■ Source passage ■
Wednesday, September 26, 2012

The College Student's Presidential Choice

"Which Presidential Candidate Is Better for College Applicants?" in yesterday's NY Times does a great job of boiling down the differences between Obama and Romney from a college student's perspective.  I think the choice is clear, but I will leave it to your judgment.

Thursday, September 20, 2012

"Maxed Out" on YouTube

I watched "Maxed Out" last night on Netflix and saw today that it is available for free on YouTube.  It is a great introduction to the way banks are making enormous amounts of money through predatory lending practices.  When we consider the fact that banks are the chief proprietors of for-profit colleges, you might start to see a conspiracy afoot....  Part of the film deals with the way credit card companies have gotten college students hooked on credit.  It's a real eye-opener.

Wednesday, September 19, 2012

U.S. News College Rankings

U.S. News released its 2013 college rankings, where Rutgers placed a respectable 68th overall.  Interesting statistics on the school include a 77% 6-year graduation rate (which is lower than the 87% figure I mentioned the other day in class -- by comparison to Phoenix's 10% mentioned in College, Inc.)  The business of college rankings could be an interesting topic for the class.

Sunday, September 16, 2012

"Declining by Degrees" on YouTube

I thought about assigning "Declining by Degrees" as a text for our class, since it offers a wonderful overview of controversies surrounding college today -- touching on binge drinking, the growing importance of sports on campus (and how that both detracts and distracts from academics), the rising cost of tuition, students working long hours at jobs while in school, declining academic standards, the increasing privatization, the question of whether traditional instructional methods really work, the pressures on faculty, etc. etc.  But it is a little long (at two hours), and I wanted to focus on debt and privatization this term, which is not a big focus of the film.  However, as it is available on YouTube (see first part above) and various other venues, I recommend that you take a look at it, especially if you are trying to get ideas for your final research topic.  

Friday, September 14, 2012

RU Professor Critiques Athletics Budget

Mark Killingsworth addresses SAS faculty.

■ Extracted data ■

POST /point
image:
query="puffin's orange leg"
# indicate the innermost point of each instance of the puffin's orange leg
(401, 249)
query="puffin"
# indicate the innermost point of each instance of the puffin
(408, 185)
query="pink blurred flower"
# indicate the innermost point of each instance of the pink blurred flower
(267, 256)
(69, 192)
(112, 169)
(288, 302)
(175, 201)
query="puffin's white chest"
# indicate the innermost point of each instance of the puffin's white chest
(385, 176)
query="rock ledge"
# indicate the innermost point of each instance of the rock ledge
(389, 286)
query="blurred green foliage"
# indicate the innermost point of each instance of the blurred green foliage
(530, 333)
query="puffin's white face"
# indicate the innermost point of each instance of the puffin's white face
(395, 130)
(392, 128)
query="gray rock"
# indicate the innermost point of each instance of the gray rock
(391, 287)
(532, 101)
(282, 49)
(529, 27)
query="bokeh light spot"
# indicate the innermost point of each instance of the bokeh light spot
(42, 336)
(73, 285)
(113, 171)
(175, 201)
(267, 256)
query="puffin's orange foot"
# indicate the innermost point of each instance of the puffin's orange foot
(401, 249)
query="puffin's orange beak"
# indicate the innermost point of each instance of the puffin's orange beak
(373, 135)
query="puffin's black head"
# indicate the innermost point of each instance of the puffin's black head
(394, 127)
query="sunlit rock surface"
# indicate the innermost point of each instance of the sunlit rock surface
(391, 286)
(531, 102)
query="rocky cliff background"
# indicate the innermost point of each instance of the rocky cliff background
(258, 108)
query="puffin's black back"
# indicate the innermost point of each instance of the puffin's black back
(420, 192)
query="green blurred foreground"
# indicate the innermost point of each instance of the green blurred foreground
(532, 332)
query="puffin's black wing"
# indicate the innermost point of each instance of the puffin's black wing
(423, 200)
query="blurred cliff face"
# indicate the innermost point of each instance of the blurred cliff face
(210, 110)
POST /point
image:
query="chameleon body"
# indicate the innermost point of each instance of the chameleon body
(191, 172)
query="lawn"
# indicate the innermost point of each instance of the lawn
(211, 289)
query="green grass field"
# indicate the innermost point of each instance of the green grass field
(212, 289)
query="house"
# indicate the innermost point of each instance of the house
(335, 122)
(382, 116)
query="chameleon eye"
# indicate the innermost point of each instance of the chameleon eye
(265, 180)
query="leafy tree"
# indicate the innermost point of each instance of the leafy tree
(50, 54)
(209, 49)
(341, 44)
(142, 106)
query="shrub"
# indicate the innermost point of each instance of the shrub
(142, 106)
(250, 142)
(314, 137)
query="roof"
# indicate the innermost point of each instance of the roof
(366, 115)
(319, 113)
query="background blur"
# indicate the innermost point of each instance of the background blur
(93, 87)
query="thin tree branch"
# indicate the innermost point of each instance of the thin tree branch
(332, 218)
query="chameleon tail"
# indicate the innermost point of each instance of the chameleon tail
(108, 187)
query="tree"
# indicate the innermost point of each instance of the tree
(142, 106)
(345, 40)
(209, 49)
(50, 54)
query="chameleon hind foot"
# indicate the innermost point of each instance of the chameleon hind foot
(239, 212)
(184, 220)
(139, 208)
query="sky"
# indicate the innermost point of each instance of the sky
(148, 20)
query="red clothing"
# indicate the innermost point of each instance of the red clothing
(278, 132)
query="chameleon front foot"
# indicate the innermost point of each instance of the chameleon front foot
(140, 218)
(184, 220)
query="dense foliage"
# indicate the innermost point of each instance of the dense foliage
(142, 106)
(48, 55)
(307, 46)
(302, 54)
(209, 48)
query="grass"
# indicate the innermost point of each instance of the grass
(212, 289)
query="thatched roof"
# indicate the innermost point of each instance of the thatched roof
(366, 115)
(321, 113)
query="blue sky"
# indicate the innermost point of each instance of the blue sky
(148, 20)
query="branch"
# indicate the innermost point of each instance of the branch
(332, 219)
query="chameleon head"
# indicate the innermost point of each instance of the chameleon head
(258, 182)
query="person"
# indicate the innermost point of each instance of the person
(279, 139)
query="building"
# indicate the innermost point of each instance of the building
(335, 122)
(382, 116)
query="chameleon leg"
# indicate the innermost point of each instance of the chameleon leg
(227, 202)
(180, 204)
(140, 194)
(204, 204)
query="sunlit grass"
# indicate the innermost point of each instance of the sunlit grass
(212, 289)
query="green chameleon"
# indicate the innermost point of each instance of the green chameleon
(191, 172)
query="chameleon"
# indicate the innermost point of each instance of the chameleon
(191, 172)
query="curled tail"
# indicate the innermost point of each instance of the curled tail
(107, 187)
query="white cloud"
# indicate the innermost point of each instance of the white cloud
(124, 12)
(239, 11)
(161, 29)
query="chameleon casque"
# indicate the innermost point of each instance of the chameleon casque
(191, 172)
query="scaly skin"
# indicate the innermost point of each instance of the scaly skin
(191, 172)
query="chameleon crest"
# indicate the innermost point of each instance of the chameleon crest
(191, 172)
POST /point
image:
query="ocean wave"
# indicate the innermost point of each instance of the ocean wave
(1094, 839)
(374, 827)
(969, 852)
...
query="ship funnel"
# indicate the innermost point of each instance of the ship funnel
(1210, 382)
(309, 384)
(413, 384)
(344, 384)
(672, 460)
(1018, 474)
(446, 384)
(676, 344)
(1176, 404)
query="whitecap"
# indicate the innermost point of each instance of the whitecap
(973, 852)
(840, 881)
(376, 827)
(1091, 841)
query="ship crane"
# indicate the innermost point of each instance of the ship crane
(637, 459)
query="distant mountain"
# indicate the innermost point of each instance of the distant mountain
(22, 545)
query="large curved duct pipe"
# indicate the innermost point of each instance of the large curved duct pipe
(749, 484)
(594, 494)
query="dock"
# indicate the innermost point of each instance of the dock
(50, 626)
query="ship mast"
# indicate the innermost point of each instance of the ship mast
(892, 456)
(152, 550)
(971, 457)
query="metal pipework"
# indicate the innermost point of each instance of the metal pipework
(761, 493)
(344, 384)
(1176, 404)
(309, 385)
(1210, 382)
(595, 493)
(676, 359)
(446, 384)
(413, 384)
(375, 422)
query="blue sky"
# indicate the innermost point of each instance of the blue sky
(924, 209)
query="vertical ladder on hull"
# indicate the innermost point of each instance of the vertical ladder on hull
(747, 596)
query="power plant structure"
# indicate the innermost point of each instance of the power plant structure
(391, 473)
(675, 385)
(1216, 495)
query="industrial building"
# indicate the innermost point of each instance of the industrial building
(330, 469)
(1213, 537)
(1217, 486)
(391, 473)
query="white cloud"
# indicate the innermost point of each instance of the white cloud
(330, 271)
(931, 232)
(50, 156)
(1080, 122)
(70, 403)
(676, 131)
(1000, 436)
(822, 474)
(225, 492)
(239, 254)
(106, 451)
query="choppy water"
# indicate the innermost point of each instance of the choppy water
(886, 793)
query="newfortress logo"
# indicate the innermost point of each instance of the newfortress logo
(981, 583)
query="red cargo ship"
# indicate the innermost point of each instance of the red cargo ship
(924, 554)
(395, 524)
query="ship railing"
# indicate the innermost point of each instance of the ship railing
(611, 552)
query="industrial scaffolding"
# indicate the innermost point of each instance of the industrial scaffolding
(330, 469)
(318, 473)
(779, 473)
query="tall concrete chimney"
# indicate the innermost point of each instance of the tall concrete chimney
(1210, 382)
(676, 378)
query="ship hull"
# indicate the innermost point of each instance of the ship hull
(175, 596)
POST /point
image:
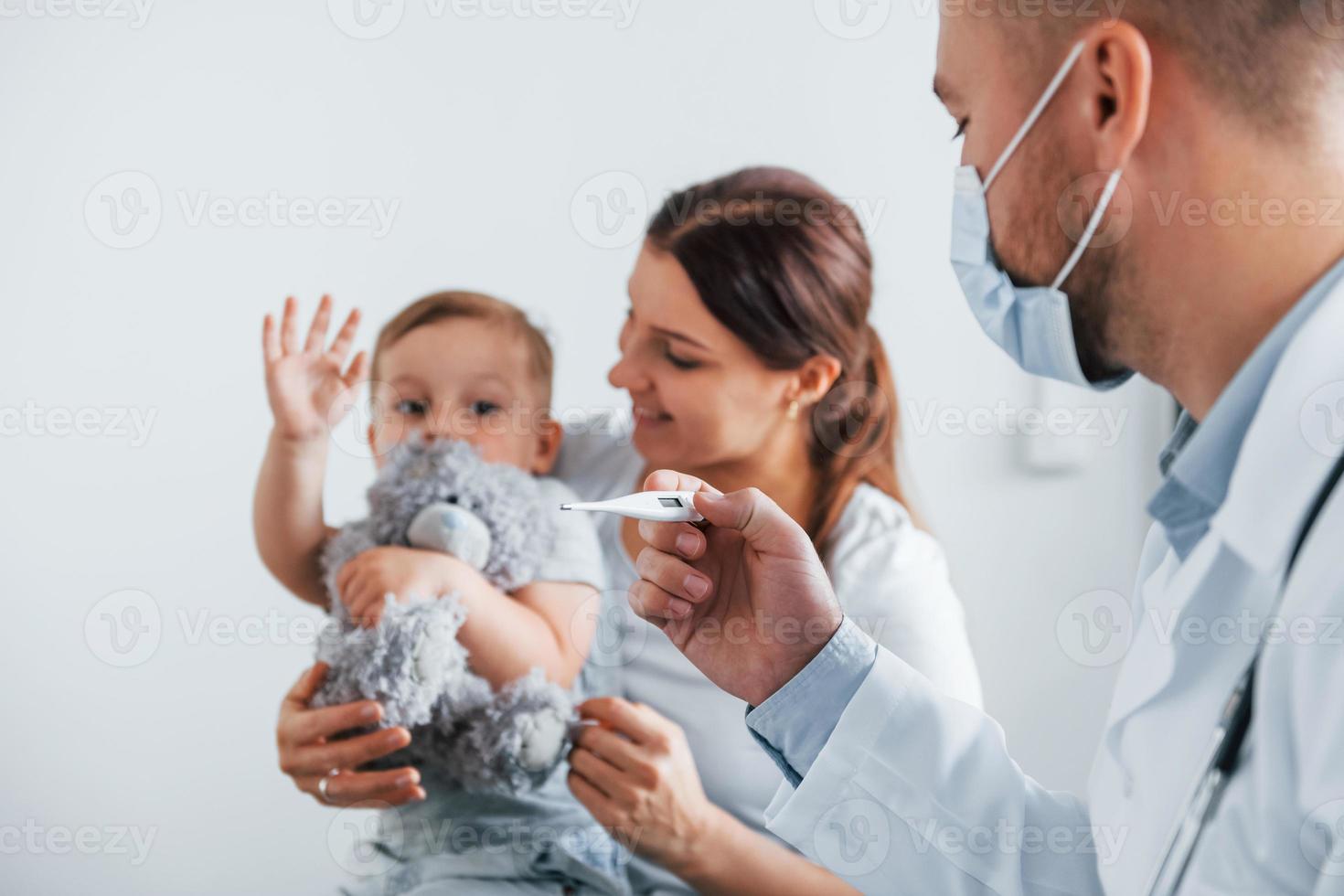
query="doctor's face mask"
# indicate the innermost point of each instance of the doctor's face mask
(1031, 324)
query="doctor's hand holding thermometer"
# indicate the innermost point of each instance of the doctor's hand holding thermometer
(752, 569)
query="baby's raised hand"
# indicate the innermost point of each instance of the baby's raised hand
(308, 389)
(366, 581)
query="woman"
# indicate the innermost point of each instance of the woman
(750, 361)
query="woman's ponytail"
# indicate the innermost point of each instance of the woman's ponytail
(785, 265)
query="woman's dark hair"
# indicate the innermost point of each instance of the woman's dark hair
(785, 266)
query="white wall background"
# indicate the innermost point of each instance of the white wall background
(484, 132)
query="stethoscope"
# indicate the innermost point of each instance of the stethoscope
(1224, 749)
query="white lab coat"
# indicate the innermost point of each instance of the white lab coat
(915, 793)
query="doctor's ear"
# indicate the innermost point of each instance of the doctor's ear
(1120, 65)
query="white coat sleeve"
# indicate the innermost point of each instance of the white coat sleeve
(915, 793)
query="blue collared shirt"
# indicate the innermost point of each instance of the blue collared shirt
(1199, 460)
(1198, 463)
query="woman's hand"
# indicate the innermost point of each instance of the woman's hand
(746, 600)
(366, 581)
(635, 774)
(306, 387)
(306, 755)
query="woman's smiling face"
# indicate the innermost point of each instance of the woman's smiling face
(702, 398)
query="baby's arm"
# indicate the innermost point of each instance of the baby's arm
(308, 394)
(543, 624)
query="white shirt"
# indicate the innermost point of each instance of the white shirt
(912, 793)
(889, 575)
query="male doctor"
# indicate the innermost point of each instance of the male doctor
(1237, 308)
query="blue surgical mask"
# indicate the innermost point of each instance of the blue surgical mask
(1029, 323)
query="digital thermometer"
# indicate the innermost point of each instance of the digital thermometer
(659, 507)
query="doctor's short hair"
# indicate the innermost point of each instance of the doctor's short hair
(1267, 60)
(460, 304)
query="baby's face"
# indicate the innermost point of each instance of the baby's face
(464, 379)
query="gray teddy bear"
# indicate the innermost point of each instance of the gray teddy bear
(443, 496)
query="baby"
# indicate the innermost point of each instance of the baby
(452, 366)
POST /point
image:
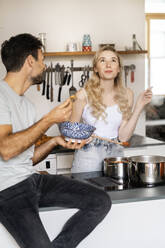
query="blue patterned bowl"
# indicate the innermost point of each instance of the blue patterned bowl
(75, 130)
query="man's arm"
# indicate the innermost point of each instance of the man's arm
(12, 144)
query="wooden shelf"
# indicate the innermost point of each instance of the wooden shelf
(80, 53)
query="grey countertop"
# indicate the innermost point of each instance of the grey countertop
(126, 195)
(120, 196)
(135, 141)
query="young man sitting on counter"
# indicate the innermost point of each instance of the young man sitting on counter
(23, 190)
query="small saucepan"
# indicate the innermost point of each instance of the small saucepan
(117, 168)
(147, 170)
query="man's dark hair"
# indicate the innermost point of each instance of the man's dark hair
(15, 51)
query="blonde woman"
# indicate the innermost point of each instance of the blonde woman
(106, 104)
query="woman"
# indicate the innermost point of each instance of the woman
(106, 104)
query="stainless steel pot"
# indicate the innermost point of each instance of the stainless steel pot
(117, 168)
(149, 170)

■ Work to do ■
a) Translate this sentence from the college blog into Spanish: "The business of college rankings could be an interesting topic for the class."
b) From the college blog, set down word for word the passage between "U.S. News released" and "for the class.", inclusive.

■ Outputs for the tasks ■
a) El negocio de las clasificaciones universitarias podría ser un tema interesante para la clase.

b)
U.S. News released its 2013 college rankings, where Rutgers placed a respectable 68th overall.  Interesting statistics on the school include a 77% 6-year graduation rate (which is lower than the 87% figure I mentioned the other day in class -- by comparison to Phoenix's 10% mentioned in College, Inc.)  The business of college rankings could be an interesting topic for the class.